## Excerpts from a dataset
◇ ◇ ◇ ◇ ◇ ◇ ◇
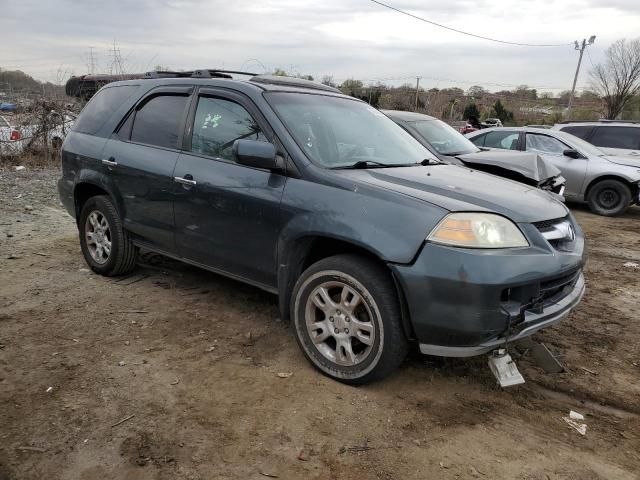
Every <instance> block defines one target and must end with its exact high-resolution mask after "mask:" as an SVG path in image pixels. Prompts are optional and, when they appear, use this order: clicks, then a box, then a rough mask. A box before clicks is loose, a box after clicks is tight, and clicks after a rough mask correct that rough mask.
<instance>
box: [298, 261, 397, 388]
mask: <svg viewBox="0 0 640 480" xmlns="http://www.w3.org/2000/svg"><path fill="white" fill-rule="evenodd" d="M291 318H292V319H293V325H294V328H295V333H296V338H297V340H298V344H299V345H300V348H301V349H302V351H303V353H304V354H305V356H306V357H307V359H308V360H309V361H310V362H311V363H312V364H313V365H314V366H315V367H316V368H317V369H318V370H320V371H321V372H322V373H323V374H325V375H327V376H329V377H331V378H333V379H335V380H338V381H340V382H343V383H347V384H351V385H359V384H364V383H369V382H371V381H374V380H379V379H381V378H383V377H385V376H386V375H388V374H390V373H391V372H392V371H393V370H395V369H396V368H397V367H398V366H399V365H400V364H401V363H402V361H403V360H404V359H405V357H406V355H407V351H408V341H407V339H406V337H405V335H404V332H403V329H402V326H401V310H400V303H399V300H398V295H397V292H396V289H395V286H394V284H393V281H392V279H391V276H390V274H389V272H388V271H386V270H385V269H384V268H383V267H381V266H380V265H378V264H377V263H375V262H373V261H371V260H369V259H367V258H364V257H360V256H357V255H336V256H334V257H329V258H326V259H324V260H320V261H319V262H317V263H315V264H313V265H312V266H310V267H309V268H308V269H307V270H306V271H305V272H303V274H302V275H301V276H300V278H299V279H298V281H297V282H296V285H295V287H294V290H293V295H292V298H291Z"/></svg>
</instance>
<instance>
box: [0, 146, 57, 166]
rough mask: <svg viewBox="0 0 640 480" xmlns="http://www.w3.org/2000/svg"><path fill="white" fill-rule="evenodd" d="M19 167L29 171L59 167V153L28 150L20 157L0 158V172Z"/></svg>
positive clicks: (22, 153) (54, 151)
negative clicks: (39, 169)
mask: <svg viewBox="0 0 640 480" xmlns="http://www.w3.org/2000/svg"><path fill="white" fill-rule="evenodd" d="M20 165H21V166H24V167H27V168H30V169H36V168H45V167H49V168H52V167H54V168H55V167H58V166H59V165H60V151H59V150H53V149H50V150H49V151H48V152H46V151H42V150H28V151H25V152H23V153H21V154H20V155H12V156H0V170H7V169H13V168H15V167H17V166H20Z"/></svg>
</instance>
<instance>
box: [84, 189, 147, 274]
mask: <svg viewBox="0 0 640 480" xmlns="http://www.w3.org/2000/svg"><path fill="white" fill-rule="evenodd" d="M78 229H79V234H80V246H81V248H82V254H83V255H84V259H85V260H86V262H87V264H88V265H89V267H91V270H93V271H94V272H96V273H99V274H100V275H105V276H114V275H122V274H125V273H128V272H130V271H131V270H133V269H134V268H135V266H136V260H137V258H138V247H136V246H135V245H134V244H133V242H132V241H131V239H130V238H129V235H128V234H127V232H126V231H125V230H124V228H123V226H122V221H121V220H120V215H119V214H118V211H117V210H116V207H115V205H114V204H113V202H112V201H111V199H110V198H109V197H107V196H105V195H99V196H95V197H91V198H90V199H89V200H87V201H86V202H85V204H84V205H83V206H82V210H81V211H80V219H79V222H78Z"/></svg>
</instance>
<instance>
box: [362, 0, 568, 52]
mask: <svg viewBox="0 0 640 480" xmlns="http://www.w3.org/2000/svg"><path fill="white" fill-rule="evenodd" d="M369 1H370V2H371V3H375V4H376V5H380V6H381V7H385V8H388V9H389V10H393V11H395V12H398V13H401V14H403V15H407V16H408V17H412V18H415V19H416V20H420V21H421V22H425V23H429V24H431V25H435V26H436V27H440V28H444V29H445V30H451V31H452V32H456V33H460V34H462V35H468V36H470V37H475V38H479V39H481V40H488V41H490V42H497V43H504V44H506V45H517V46H519V47H566V46H568V45H573V42H572V43H550V44H543V43H518V42H509V41H506V40H499V39H497V38H491V37H485V36H483V35H477V34H475V33H470V32H465V31H464V30H458V29H457V28H453V27H448V26H446V25H442V24H441V23H437V22H434V21H432V20H427V19H426V18H423V17H419V16H418V15H414V14H413V13H409V12H406V11H404V10H400V9H399V8H396V7H392V6H391V5H387V4H386V3H382V2H378V1H377V0H369Z"/></svg>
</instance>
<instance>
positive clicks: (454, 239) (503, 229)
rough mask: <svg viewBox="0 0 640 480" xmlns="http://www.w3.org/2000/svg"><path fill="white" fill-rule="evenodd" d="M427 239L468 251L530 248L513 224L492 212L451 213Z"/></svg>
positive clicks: (429, 240)
mask: <svg viewBox="0 0 640 480" xmlns="http://www.w3.org/2000/svg"><path fill="white" fill-rule="evenodd" d="M427 240H429V241H431V242H434V243H442V244H444V245H451V246H453V247H468V248H510V247H527V246H529V242H527V239H526V238H524V235H522V232H520V230H519V229H518V227H516V225H515V224H514V223H513V222H512V221H510V220H507V219H506V218H504V217H501V216H500V215H495V214H492V213H451V214H449V215H447V216H446V217H445V218H444V220H442V221H441V222H440V223H439V224H438V226H437V227H436V228H434V229H433V231H432V232H431V233H430V234H429V236H428V237H427Z"/></svg>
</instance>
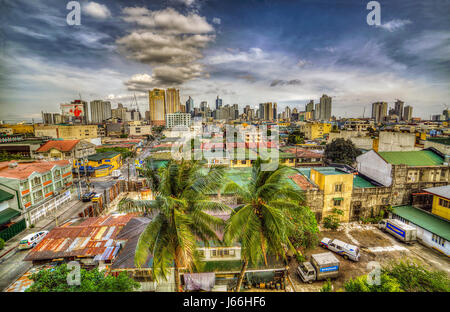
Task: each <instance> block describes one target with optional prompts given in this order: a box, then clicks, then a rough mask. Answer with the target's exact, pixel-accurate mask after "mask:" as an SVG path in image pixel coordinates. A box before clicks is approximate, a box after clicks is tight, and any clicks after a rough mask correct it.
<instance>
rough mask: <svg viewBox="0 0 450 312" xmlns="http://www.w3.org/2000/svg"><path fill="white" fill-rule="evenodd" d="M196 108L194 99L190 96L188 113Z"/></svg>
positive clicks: (187, 100) (188, 103) (186, 108)
mask: <svg viewBox="0 0 450 312" xmlns="http://www.w3.org/2000/svg"><path fill="white" fill-rule="evenodd" d="M193 109H194V100H193V99H192V98H191V97H189V98H188V100H187V101H186V113H190V112H191V111H192V110H193Z"/></svg>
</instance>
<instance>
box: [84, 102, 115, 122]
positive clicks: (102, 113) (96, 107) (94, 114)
mask: <svg viewBox="0 0 450 312" xmlns="http://www.w3.org/2000/svg"><path fill="white" fill-rule="evenodd" d="M89 104H90V106H91V122H92V123H97V124H98V123H103V122H104V121H105V120H107V119H108V118H111V102H109V101H102V100H95V101H91V102H90V103H89Z"/></svg>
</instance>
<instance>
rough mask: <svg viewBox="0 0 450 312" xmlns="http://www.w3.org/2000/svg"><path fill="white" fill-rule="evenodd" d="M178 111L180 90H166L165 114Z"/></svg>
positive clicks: (174, 88)
mask: <svg viewBox="0 0 450 312" xmlns="http://www.w3.org/2000/svg"><path fill="white" fill-rule="evenodd" d="M179 111H180V90H178V89H175V88H169V89H167V90H166V112H165V114H173V113H176V112H179Z"/></svg>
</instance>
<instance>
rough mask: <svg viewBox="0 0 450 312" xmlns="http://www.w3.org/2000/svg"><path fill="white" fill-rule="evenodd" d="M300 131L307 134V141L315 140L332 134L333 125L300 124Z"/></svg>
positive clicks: (313, 123) (307, 123) (306, 137)
mask: <svg viewBox="0 0 450 312" xmlns="http://www.w3.org/2000/svg"><path fill="white" fill-rule="evenodd" d="M300 131H301V132H303V133H304V134H305V138H306V139H308V140H315V139H317V138H321V137H323V136H324V135H325V134H327V133H330V131H331V124H330V123H326V122H324V123H321V122H303V123H300Z"/></svg>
◇ ◇ ◇ ◇ ◇ ◇ ◇
## ACTION ITEM
What is needed is every line from the data above that includes the string "correct", copied out.

## RESPONSE AREA
Every <instance> block defines one target and must end with its exact high-resolution mask after "mask:" as an SVG path in image pixels. Prompts are optional and, when they appear, use this order: clicks, then a box, then a rough mask. A box before clicks is loose, a box after clicks is tight, and clicks after a rough mask correct that rough mask.
Task: each <instance> block describes one target with optional prompts given in this order: a box, then clicks, then a rough mask. Answer with the target's exact, pixel-accurate mask after "mask:" as an SVG path in image pixel coordinates. A box before clicks is approximate, a box after clicks is tight, and any clicks after a rough mask correct it.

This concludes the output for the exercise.